Problems and tasks
A) According to the chat log on DDR burst lengths, what prefetch architecture does DDR3 use?
B) Name each memory generation mentioned in the chat log on DDR burst lengths, together with the number of transfers given for it.
C) Write the next few lines of the chat log on DDR burst lengths, picking up after its final line.

Source text

((

<promach3>
For DDR memory, what are the differences between WRAP, WRAPS4, WRAPS8 ?
<mwk>
burst length
<mwk>
this looks like DDR3
<mwk>
DDR3 is a 4n prefetch architecture, ie. you basically have to read/write stuff in units of 8 transfers (4 ×2 because of DDR)
<mwk>
DDR is 1n (2 transfers), DDR2 is 2n (4 transfers)
<mwk>
but, 8 transfers is of pretty unwieldy size, and often you don't want this much data
<mwk>
you cannot do a smaller transfer internally because of how the device is built, so there always have to be at least 4 cycles between subsequent transfers for a single device
<mwk>
but, the long burst is annoying not only because it limits a single device, it also limits the whole bus
<promach3>
mwk: 8 transfers are of how many bits ?
<mwk>
so DDR3 adds an option of "burst chop to 4" where only 4 bits are transferred, and the remainder are implicit
<mwk>
the advantage of this is that it doesn't take up the bus so you can turn it around to another memory device quicker, or do a write-to-read / read-to-write turn quicker
<promach3>
what do you mean by implicit ??

))

Pointing and labeling entries
((

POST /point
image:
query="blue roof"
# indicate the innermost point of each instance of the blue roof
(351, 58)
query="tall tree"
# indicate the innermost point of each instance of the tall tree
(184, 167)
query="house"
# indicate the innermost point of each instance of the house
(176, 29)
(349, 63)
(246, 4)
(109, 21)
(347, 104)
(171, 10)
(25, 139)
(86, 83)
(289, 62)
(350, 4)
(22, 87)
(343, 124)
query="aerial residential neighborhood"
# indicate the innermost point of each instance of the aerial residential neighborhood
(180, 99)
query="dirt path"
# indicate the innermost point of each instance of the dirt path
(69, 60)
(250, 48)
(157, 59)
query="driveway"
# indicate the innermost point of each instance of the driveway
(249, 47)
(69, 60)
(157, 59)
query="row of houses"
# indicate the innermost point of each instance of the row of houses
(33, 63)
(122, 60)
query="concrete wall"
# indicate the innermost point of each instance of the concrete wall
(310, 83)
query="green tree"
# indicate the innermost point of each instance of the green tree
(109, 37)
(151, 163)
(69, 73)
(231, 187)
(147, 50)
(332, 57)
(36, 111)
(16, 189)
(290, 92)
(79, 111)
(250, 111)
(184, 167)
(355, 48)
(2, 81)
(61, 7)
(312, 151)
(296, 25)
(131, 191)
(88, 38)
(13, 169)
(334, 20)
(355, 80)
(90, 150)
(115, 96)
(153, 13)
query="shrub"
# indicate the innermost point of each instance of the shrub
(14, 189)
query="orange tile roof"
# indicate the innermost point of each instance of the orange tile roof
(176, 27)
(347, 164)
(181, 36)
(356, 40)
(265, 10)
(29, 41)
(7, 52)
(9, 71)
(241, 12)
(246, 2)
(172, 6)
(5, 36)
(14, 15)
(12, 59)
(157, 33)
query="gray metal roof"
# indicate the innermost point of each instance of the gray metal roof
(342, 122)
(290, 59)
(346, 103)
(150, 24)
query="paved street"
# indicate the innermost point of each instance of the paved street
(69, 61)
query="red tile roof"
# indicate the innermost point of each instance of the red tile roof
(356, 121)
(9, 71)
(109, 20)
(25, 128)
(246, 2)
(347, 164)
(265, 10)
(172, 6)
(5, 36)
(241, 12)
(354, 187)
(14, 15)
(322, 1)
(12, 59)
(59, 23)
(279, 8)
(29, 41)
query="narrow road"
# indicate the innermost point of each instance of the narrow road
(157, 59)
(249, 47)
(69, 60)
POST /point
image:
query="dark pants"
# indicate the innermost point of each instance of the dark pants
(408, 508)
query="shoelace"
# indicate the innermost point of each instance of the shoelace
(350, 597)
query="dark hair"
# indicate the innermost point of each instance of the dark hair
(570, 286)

))

Written responses
A) DDR3 uses a 4n prefetch architecture.

B)
DDR: 2 transfers (1n)
DDR2: 4 transfers (2n)
DDR3: 8 transfers (4n)

C)
<mwk>
promach3: of however many bits of width your memory bus has
<mwk>
the exact width isn't prescribed by DDR spec
<mwk>
if you're using a single module, it's going to be 4, 8, or 16 bits per transfer
<mwk>
and you can tell by looking at number of DQ pins in the pinout
<promach3>
huh ? the webpage link said Width: X16
<mwk>
ah, good
<mwk>
then it's 16 bits per transfer
<promach3>
ok
<mwk>
as for implicit
<mwk>
this means that the chopped 4 transfers don't actually happen on the bus, but are just handled internally to the device and so still take up time (and you cannot do other transfers using the same device until it is done)
<promach3>
Why would some user waste such 4 transfers when it does not free the bus ?
<mwk>
it does free the bus for
<mwk>
it does free the bus for other devices, or for a bus turnaround
<promach3>
ok, What do I need to pay attention to for the DDR3 memory controller state diagram transition ?
<mwk>
... you could start by saying what exactly are you doing
<mwk>
writing a DDR3 controller?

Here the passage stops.